### Source information
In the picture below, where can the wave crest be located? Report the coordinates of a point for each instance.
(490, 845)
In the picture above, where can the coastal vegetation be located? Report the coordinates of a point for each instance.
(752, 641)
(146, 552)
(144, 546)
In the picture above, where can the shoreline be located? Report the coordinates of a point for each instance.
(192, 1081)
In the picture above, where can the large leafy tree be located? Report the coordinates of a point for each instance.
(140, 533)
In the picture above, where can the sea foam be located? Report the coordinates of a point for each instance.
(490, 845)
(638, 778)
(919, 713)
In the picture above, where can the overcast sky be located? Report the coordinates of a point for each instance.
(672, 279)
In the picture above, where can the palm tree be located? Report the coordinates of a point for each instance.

### What to do
Recopy the records without any alteration.

### Response to this task
In the picture below, where can the wave crest be located? Report the coordinates of a point for each instance.
(490, 845)
In the picture above, where can the coastal vegetation be located? Report the coordinates of a point for each instance.
(752, 641)
(146, 552)
(144, 546)
In the picture above, where can the shoreline be located? Report the coordinates of a point for each instance.
(192, 1081)
In the picture above, where can the large leafy tree be located? Report the coordinates of a point for each instance.
(140, 533)
In the picture above, where can the sea foam be located? Report the coordinates of a point for each instance.
(490, 845)
(638, 778)
(919, 713)
In the picture above, where can the overcast sky be located? Report the coordinates of a point for each instance.
(672, 279)
In the picture above, where can the palm tree be located? Report the coordinates of a point for each instance.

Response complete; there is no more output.